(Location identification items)
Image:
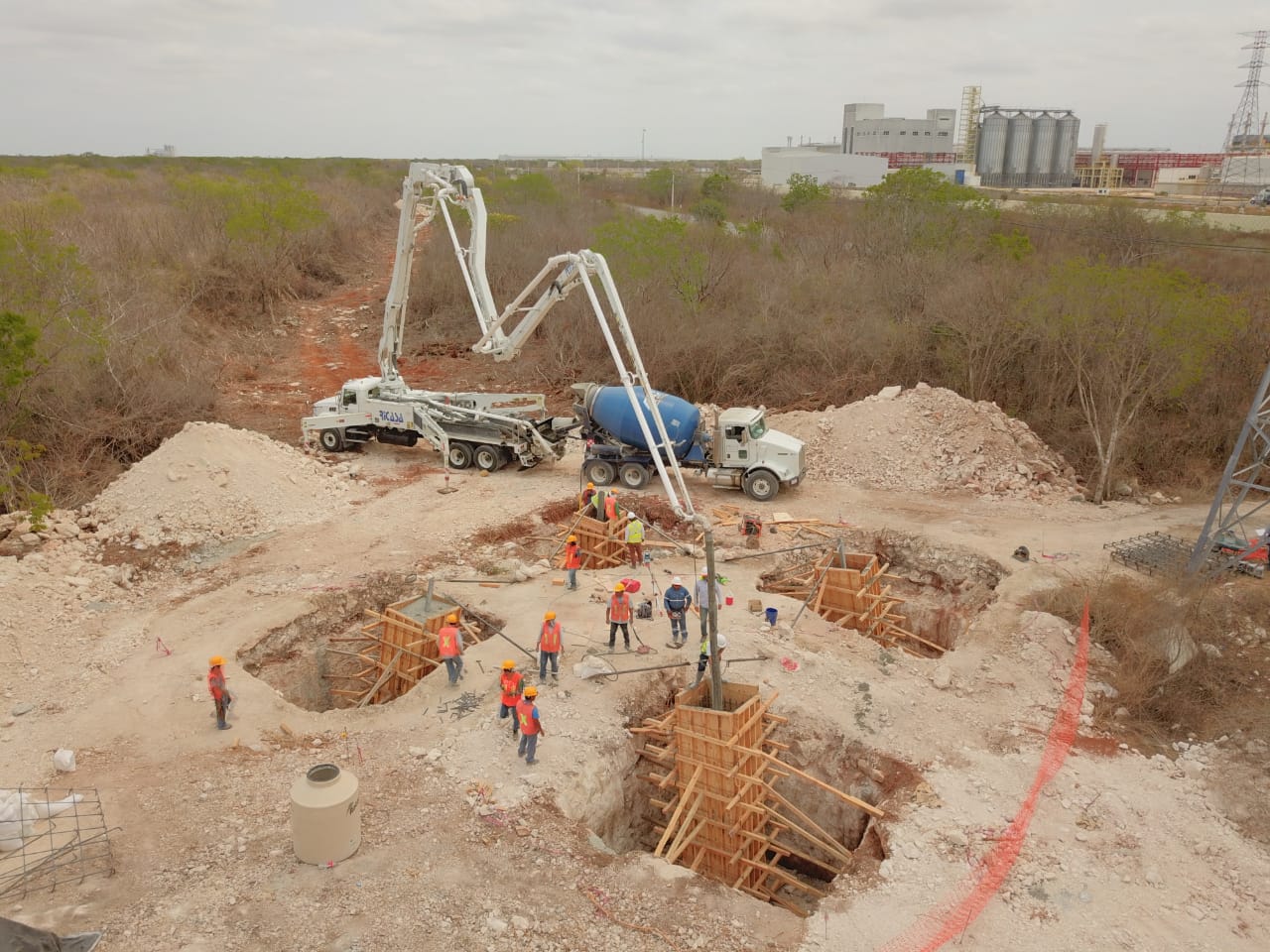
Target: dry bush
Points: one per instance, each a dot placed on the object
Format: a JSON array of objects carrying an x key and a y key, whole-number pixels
[{"x": 1216, "y": 692}]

Task requirements -
Please express the lines of the records above as a numbered list, omitting any blank lines and leaving out the pictures.

Output of the exercise -
1. Image:
2. Target: dry bush
3. Points: one per instance, each a dot placed on the object
4. Format: a JSON array of objects carrying an x key and a y key, whole-number pixels
5. [{"x": 1216, "y": 692}]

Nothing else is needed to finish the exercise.